=== Text provided ===

****************

EPA approves paraquat for use with some restrictions
 
The Environmental Protection Agency will continue to allow aerial applications of paraquat, a herbicide that is the subject of lawsuits around the country that allege exposure to it has caused Parkinson’s disease.
 
In its interim registration review decision made public Monday, EPA said “there is limited, but insufficient, epidemiologic evidence to conclude that there is a clear associative or causal relationship between occupational paraquat exposure” and Parkinson’s.
 
EPA said its decision includes new mitigation measures, including prohibiting pressurized handgun and backpack sprayer applications; requiring enclosed cabs or respirators for groundboom applications; and increasing the Restricted Entry Interval (REI) for several crops.
 
The agency initially proposed to prohibit aerial applications, but said based on new data it received, it would allow aerial applications on up to 350 acres within a 24-hour period for all uses except cotton desiccation.
 
Food companies form new group to address welfare of broiler chickens

Seven food and restaurant companies have formed a new group to improve the way broiler chickens are raised.
 
The U.S. Working Group for Broiler Welfare, facilitated by Compassion in World Farming and Blue House Sustainability Consulting, “aims to support members in exploring workable strategies and creative solutions for transitioning supply chains through the lens of the welfare standards outlined in the Better Chicken Commitment,” the group said in a news release. That commitment “sets a baseline welfare standard for breed selection, space allocation, environmental enrichments, slaughter method, and third-party auditing.”
 
The companies are Aramark, Compass Group, Nestlé USA, Panera Bread, Shake Shack, Sodexo and Target.
 
US chicken paw exports to China seen rising this year
 
The U.S. exported about 202,000 metric tons of chicken paws to China in 2020, and the swift pace of trade already this year has spurred USDA’s Foreign Agricultural Service to predict that the volume will be even higher this year. FAS said it now expects China to import more than 250,000 tons of the paws to China this year. That would account for nearly half of all China’s paw imports.
 
“U.S. exports of chicken paws to China have grown dramatically since the United States regained market access for poultry products after the signing of the U.S.-China Economic and Trade Agreement,” FAS said in the new analysis from its office in Beijing.

****************

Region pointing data
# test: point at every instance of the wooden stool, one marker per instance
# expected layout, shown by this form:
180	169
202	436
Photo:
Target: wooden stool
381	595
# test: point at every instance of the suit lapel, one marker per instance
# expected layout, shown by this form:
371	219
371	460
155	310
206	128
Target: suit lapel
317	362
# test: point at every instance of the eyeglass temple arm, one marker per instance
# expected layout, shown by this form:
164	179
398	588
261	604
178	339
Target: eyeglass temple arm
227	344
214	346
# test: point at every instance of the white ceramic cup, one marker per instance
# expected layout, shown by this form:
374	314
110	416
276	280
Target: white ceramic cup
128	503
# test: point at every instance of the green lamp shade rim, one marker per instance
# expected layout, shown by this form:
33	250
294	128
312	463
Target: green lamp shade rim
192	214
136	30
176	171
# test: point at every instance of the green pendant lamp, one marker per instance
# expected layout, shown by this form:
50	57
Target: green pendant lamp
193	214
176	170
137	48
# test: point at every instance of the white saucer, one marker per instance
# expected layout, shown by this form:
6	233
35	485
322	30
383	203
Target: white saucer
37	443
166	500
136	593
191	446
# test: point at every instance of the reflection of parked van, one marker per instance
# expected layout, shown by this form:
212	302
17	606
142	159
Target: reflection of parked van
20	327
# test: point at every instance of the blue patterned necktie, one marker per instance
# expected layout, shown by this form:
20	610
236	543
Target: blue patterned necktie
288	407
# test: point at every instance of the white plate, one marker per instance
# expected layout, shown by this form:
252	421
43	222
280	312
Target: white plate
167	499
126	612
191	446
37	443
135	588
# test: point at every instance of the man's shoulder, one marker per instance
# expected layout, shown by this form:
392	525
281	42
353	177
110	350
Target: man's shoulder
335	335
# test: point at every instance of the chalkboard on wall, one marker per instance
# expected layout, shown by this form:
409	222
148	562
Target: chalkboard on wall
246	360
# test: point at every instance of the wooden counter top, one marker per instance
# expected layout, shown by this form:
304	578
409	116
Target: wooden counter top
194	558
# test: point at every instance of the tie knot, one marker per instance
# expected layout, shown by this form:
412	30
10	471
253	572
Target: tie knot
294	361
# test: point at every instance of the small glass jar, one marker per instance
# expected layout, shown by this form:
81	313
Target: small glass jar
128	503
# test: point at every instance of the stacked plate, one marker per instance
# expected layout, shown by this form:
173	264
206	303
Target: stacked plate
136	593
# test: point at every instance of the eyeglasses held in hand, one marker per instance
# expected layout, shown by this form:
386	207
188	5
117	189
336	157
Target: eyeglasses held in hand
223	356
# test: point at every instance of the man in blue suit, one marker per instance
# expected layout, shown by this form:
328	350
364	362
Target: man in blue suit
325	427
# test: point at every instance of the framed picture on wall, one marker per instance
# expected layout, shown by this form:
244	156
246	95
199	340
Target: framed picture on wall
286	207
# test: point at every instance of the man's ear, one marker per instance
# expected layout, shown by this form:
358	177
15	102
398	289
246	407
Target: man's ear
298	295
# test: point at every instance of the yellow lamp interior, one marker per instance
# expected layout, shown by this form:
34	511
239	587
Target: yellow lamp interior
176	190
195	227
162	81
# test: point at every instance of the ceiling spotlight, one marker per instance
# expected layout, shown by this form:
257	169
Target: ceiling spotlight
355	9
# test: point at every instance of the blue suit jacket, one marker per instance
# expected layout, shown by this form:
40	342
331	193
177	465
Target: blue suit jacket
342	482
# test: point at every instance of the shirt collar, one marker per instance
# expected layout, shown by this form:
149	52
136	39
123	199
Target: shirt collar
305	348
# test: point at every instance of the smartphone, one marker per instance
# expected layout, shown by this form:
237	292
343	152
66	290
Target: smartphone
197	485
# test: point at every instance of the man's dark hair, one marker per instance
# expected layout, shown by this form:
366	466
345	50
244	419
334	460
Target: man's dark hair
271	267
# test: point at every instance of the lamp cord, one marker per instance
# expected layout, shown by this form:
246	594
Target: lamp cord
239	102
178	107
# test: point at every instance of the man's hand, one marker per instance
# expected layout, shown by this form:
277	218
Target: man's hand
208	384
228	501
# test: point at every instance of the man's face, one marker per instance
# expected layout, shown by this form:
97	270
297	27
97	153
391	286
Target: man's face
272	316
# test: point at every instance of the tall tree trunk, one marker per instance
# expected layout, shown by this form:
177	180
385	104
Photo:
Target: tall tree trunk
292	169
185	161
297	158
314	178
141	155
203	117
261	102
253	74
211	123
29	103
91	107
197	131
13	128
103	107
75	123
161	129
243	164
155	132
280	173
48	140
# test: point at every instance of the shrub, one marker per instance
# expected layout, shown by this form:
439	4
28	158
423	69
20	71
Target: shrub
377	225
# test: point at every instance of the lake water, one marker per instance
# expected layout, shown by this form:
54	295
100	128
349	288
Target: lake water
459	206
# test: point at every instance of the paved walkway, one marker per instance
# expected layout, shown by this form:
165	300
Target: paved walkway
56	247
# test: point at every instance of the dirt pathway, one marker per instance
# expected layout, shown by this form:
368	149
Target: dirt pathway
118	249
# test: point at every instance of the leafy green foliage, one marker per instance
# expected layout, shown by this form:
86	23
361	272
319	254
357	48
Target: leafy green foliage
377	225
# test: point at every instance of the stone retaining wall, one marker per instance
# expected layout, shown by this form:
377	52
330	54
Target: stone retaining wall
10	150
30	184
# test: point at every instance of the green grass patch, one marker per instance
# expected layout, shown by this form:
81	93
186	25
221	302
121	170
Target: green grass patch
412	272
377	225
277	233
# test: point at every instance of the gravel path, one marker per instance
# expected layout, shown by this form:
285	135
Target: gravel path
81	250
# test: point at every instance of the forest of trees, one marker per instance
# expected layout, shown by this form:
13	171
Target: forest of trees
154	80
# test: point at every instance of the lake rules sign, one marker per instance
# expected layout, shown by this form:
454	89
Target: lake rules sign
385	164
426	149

****************

=== What to work on ===
1. Rewrite everything from "The Environmental Protection" down to "for several crops." in the agriculture news roundup, substituting "the chemical" for each occurrence of "paraquat".
2. Translate this sentence from the agriculture news roundup into Spanish: "Seven food and restaurant companies have formed a new group to improve the way broiler chickens are raised."
3. Carry on writing the agriculture news roundup from the point where it ends.

=== Responses by task ===
1.
The Environmental Protection Agency will continue to allow aerial applications of the chemical, a herbicide that is the subject of lawsuits around the country that allege exposure to it has caused Parkinson’s disease.
 
In its interim registration review decision made public Monday, EPA said “there is limited, but insufficient, epidemiologic evidence to conclude that there is a clear associative or causal relationship between occupational the chemical exposure” and Parkinson’s.
 
EPA said its decision includes new mitigation measures, including prohibiting pressurized handgun and backpack sprayer applications; requiring enclosed cabs or respirators for groundboom applications; and increasing the Restricted Entry Interval (REI) for several crops.

2. Siete empresas de alimentos y restaurantes han formado un nuevo grupo para mejorar la forma en que se crían los pollos de engorde.

3.
 
Selling chicken paws to China is extremely profitable for U.S. producers because there’s virtually no domestic consumer market for the product. U.S. producers would only get a fraction of the sales value if they had to sell the paws to renderers in the U.S.

DMC payments trigger for June

Producers enrolled in Dairy Margin Coverage will receive a payment for June.

The average margin for June was $6.24 per hundred-weight. Operations that selected tier 1 margin coverage between $7-$9.50 and tier 2 coverage levels between $6.50-$8 will receive a payment.

Payments are triggered when the difference between all milk price and average feed cost fall below the producer selected margin trigger. Previous payments have triggered in January, February, March, April, and May, according to USDA.

Cattle thief gets 12-year sentence

A Texas man has been sentenced to 12 years in prison after selling about $44,000 worth of stolen cattle at auctions in Oklahoma and Arkansas, according to the Texas & Southwestern Cattle Raisers Association.

Jay Lee Parker was hired to care for 433 head of cattle by a Texas family that later discovered 83 head were missing. The Texas & Southwestern Cattle Raisers Association and Arkansas Department of Agriculture investigated and found that Parker had secretly sold the cattle at auction.

He said it: “Carbon in the air, bad, carbon in the soil? Good. Pay the farmer.” That was former Kansas Sen. Pat Roberts, quoting former Rep. Glenn English, D-Okla., with a whimsical definition of carbon sequestration at the Ag Media Summit in Kansas City on Monday.

The Monday morning edition of Daybreak reported African swine fever had been detected in Haiti; the virus has been detected in the Dominican Republic.